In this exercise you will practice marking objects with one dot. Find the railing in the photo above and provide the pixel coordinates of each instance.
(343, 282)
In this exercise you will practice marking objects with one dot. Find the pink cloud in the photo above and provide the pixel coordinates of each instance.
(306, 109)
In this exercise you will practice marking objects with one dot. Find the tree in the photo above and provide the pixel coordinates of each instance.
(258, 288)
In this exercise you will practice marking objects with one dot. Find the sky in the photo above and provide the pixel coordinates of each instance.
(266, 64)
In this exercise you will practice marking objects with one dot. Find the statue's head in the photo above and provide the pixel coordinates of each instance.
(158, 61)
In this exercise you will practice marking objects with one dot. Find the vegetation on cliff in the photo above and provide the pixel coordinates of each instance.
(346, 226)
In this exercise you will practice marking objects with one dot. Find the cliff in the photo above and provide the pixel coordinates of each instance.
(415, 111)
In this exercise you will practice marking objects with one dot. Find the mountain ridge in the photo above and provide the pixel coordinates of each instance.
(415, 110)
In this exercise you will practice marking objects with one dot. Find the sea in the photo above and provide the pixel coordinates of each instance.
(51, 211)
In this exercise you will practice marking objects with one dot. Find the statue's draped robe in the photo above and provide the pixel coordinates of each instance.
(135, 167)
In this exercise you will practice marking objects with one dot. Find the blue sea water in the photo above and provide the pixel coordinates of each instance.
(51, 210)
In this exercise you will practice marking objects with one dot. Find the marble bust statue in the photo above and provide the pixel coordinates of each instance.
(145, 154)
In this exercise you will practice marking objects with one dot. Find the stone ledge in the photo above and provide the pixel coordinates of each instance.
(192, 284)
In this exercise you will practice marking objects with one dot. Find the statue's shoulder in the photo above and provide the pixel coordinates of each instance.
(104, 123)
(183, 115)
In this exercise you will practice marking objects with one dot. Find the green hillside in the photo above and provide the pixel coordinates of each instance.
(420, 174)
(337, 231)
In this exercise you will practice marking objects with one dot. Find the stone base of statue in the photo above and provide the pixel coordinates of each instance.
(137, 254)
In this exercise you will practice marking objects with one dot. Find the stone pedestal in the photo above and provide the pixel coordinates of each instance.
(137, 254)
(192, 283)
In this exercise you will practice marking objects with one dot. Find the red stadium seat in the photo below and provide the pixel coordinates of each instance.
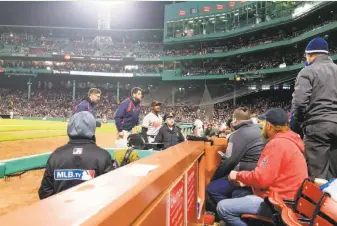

• [Brief]
Count the lines in the listing above that contain the string "stone", with case taken into account. Give only the number.

• [Result below]
3